# Document extract
The researchers calculated F_Csp³, PBF, and ΣNPR for a set of nearly half a million commercially available fragments which we discussed here; PBF and ΣNPR were calculated based on the single lowest energy conformation for each molecule. As noted above, PBF is somewhat size-dependent. For example, adamantane and buckminsterfullerene have PBF scores of 0.79 and 1.76 Å but identical ΣNPR scores. Nonetheless, the researchers found a correlation between these two metrics, and this correlation increased when PBF was divided by the root of the molecular volume to attempt to normalize for size.

 

In contrast, no correlation was found between F_Csp³ and PMI, making the former “a poor descriptor for predicting 3D molecular shape.” Is there a simple alternative? F_Csp³ only considers carbon atoms, so the researchers proposed F_HAsp³, which includes nitrogen, oxygen, and sulfur atoms. Perhaps not surprisingly, this didn’t improve the correlation.

 

Three years ago we wrote about “spacial scores,” which were developed to assess molecular complexity. The researchers calculated normalized spacial scores (nSPS) for their set of compounds, but these also showed no correlation to PMI.

 

The researchers conclude that, “once corrected for size, PBF captures three-dimensionality similarly to ΣNPR values. However, unlike a PMI analysis, it is not capable of further distinguishing between rod- and disc-shaped molecules, giving PMI a higher resolution in capturing shape diversity.” Interestingly, this is the opposite conclusion of an analysis Teddy wrote about in 2014. My take is that, if you want to assess shapeliness, steer clear of F_Csp³, but both PBF and PMI are fine.

# Tasks to complete
• a. Decide whether each statement agrees with the shape-descriptor text, answering yes or no and quoting the words of the text that decide it: (i) PBF and ΣNPR were calculated from the single lowest energy conformation of each molecule; (ii) counting nitrogen, oxygen, and sulfur atoms in F_HAsp³ improved the correlation; (iii) adamantane and buckminsterfullerene have different ΣNPR scores.
• b. Using the shape-descriptor text, explain in one to three sentences why the researchers divided PBF by the root of the molecular volume.

# Excerpted data
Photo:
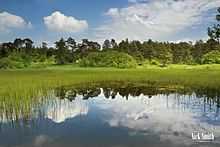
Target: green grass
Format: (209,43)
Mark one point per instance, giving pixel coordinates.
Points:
(54,76)
(21,89)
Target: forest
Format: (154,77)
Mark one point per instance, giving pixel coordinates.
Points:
(21,53)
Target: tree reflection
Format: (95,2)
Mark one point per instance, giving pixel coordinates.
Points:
(16,108)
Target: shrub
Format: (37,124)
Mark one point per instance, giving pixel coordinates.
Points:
(6,63)
(15,61)
(154,62)
(212,57)
(108,59)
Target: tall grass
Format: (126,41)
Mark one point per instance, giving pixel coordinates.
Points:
(21,89)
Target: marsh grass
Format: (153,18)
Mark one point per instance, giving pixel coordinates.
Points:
(20,90)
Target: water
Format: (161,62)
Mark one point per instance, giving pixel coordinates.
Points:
(113,116)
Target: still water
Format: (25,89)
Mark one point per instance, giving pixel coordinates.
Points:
(112,117)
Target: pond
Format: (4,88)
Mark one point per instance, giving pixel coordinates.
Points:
(112,115)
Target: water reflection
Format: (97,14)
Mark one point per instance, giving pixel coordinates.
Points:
(115,115)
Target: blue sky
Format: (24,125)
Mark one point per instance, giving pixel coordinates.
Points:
(49,20)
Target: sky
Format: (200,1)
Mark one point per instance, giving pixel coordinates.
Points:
(162,20)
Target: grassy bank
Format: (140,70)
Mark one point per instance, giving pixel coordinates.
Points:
(21,90)
(54,76)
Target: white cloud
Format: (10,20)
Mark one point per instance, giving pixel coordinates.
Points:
(157,19)
(10,21)
(58,22)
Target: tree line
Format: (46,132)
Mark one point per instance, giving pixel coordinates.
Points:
(66,51)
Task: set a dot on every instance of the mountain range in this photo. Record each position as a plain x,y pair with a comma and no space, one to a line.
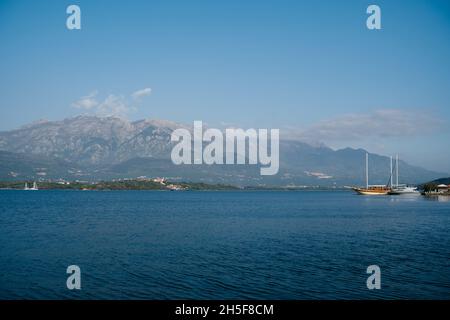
92,148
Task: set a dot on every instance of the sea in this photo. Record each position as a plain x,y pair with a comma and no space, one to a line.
223,245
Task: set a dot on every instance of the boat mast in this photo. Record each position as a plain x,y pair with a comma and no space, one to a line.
367,170
390,176
396,170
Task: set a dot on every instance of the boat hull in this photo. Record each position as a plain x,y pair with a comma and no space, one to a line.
371,192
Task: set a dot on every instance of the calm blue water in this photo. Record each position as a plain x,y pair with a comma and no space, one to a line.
221,245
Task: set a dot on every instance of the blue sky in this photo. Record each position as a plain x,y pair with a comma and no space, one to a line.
310,68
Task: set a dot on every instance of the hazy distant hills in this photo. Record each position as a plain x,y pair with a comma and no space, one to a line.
92,148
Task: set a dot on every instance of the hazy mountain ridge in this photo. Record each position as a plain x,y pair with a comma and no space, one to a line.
89,147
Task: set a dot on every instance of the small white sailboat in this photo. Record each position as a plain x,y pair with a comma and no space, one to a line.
397,188
371,190
32,188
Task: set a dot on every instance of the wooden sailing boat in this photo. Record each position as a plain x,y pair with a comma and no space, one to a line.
371,190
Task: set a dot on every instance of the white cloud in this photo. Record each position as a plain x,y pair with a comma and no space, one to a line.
141,93
383,123
87,102
112,105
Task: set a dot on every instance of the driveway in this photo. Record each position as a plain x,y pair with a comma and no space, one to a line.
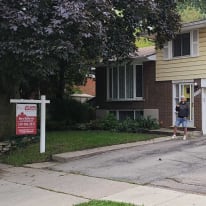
174,164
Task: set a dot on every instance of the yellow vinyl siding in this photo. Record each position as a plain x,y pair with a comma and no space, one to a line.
185,67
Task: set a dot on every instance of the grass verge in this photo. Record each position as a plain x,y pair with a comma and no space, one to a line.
68,141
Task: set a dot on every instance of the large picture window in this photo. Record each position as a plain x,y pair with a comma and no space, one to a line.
125,82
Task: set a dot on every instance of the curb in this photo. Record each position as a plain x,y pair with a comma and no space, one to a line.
68,156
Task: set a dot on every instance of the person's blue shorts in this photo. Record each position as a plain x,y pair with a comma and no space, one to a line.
180,121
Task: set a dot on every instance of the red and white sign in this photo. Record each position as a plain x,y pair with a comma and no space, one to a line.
26,119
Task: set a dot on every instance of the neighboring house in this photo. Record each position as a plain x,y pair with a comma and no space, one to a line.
87,91
148,87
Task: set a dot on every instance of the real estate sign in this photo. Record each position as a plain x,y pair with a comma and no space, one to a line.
26,119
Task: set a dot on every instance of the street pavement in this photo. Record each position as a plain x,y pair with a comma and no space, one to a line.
94,176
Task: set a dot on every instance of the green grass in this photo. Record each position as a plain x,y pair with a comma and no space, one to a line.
104,203
67,141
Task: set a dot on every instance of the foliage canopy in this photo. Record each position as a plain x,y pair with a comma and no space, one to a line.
48,43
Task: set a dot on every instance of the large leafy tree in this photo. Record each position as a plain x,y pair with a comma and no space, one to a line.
51,42
192,10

# Per-task answers
• a.
(i) Yes: "PBF and ΣNPR were calculated based on the single lowest energy conformation for each molecule"
(ii) No: "Perhaps not surprisingly, this didn’t improve the correlation."
(iii) No: "adamantane and buckminsterfullerene have PBF scores of 0.79 and 1.76 Å but identical ΣNPR scores"

• b. PBF is somewhat size-dependent. Adamantane and buckminsterfullerene, for example, have PBF scores of 0.79 and 1.76 Å but identical ΣNPR scores. Dividing PBF by the root of the molecular volume was an attempt to normalize for size, and it increased the correlation between PBF and ΣNPR.